RECORDS FOR THE TASK:
---*---
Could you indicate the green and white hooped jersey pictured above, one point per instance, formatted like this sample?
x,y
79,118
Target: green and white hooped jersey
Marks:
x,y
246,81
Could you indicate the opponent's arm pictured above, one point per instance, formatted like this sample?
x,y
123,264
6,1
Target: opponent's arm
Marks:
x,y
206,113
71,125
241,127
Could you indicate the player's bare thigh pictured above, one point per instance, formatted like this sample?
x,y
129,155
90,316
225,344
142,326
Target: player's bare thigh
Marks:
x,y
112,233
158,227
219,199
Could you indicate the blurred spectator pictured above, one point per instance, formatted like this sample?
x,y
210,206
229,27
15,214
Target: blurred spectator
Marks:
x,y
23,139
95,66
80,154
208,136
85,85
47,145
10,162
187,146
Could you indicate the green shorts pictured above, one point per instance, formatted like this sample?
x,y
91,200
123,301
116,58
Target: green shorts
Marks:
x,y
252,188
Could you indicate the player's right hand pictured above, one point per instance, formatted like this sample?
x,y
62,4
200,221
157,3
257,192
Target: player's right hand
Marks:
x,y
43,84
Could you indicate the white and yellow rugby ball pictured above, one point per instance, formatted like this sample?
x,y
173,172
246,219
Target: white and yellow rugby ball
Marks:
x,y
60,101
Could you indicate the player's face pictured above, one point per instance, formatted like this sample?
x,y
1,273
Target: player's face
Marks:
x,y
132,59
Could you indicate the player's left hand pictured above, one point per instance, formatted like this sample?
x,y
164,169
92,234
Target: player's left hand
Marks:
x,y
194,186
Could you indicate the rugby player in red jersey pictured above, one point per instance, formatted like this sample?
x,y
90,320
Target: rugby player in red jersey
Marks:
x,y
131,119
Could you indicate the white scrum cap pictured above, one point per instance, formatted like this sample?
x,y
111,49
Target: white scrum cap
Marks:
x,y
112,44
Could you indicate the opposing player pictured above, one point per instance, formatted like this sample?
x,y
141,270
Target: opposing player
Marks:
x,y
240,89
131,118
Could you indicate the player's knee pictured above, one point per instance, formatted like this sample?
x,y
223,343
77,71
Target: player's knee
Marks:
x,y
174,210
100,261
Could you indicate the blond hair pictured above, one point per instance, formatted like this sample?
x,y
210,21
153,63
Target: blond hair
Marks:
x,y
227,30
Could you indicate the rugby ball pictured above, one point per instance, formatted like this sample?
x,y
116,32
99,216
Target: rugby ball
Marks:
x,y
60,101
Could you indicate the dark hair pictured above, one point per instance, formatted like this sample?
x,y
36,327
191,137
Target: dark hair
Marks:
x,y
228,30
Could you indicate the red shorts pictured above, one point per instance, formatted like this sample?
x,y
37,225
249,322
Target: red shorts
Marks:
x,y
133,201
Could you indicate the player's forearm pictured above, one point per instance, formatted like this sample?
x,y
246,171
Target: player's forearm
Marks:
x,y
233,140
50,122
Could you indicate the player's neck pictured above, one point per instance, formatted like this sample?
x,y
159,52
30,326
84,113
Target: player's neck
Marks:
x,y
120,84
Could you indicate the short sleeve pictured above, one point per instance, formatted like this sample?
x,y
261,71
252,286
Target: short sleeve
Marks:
---*---
WHAT TO WORK ON:
Return all of the items above verbatim, keeping every line and character unchanged.

COMPLETE ANSWER:
Could you indicate the green and white hooped jersey pictured above, one point per instance, formatted like this sample?
x,y
79,118
Target: green and white hooped jersey
Marks:
x,y
246,81
Could you indicate the opponent's arm pictured above, one point per instance, formatted like this sample?
x,y
123,264
6,1
Target: opponent's arm
Marks:
x,y
206,113
71,125
241,127
Could you indicate the player's bare thigh pictured above, one point per instance, formatted like this sample?
x,y
129,155
90,316
225,344
142,326
Target: player's bare thigh
Marks:
x,y
112,233
158,227
219,199
Could you indicate the blurred spectator pictured above, one point per instance, formatted like this sample?
x,y
210,206
229,27
15,214
Target: blurred spectator
Marks:
x,y
23,139
95,66
80,154
208,136
85,85
47,145
10,162
187,146
Could you indicate the green shorts pictured above, one point per instance, formatted like this sample?
x,y
91,200
123,301
116,58
Target: green shorts
Marks:
x,y
252,188
Could you indicate the player's right hand pictured above, one point per instance, formatted like this sample?
x,y
62,4
200,221
157,3
257,192
Target: player's right hand
Marks:
x,y
43,84
Could you indicate the white and yellow rugby ball pictured above, one point per instance, formatted like this sample?
x,y
173,172
246,219
Target: white and yellow rugby ball
Marks:
x,y
60,101
Could you indicate the player's face pictured above, one point per instance, formatted like this sample?
x,y
1,273
Target: player's face
Marks:
x,y
132,59
Could you indicate the player's left hand pictured above, one point per instance, formatted like this sample?
x,y
164,169
92,234
Target: player's left hand
Marks:
x,y
194,186
Could you indicate the rugby player in red jersey pictured above, one point per instance, formatted like this sample?
x,y
90,320
Target: rugby player in red jersey
Marks:
x,y
131,119
Could you indicate the white scrum cap pictured above, one point per instance, formatted like this sample?
x,y
111,49
Target: white scrum cap
Marks:
x,y
112,44
Could you indicate the opposing player pictured above, one point per instance, formatted like this sample?
x,y
141,270
Target: opposing player
Marks:
x,y
240,89
131,118
Could you indicate the player's knee pictured above, one point per instance, formatted like this sample?
x,y
223,343
77,71
Target: player's knee
Marks:
x,y
174,210
100,261
Could you indicate the blond hair pictured above, one point per instance, formatted like this sample?
x,y
210,21
153,63
Target: blond hair
Marks:
x,y
227,30
Could you indicate the rugby ball pictured above, one point per instance, formatted like this sample?
x,y
116,32
99,216
Target: rugby ball
Marks:
x,y
60,101
Could you indicate the dark hair pictured above, one point per instance, formatted like this sample?
x,y
36,327
191,137
Target: dark hair
Marks:
x,y
228,30
Could you indicate the red shorts pictured above, one point per instance, formatted like this sample?
x,y
37,225
249,322
Target: red shorts
Marks:
x,y
133,201
Could you indicate the player's forearm pictured above, one point per instance, formatted like this sample?
x,y
246,171
Target: player's forearm
Marks:
x,y
233,140
50,122
Could you indicate the player's neck pictured above, one point per instance, formatted like this sample?
x,y
159,52
30,326
84,113
Target: player's neck
Marks:
x,y
120,84
Could you indicate the short sleeve pictured above, one point per instance, formatted like this sample?
x,y
261,71
252,286
Target: short sleeve
Marks:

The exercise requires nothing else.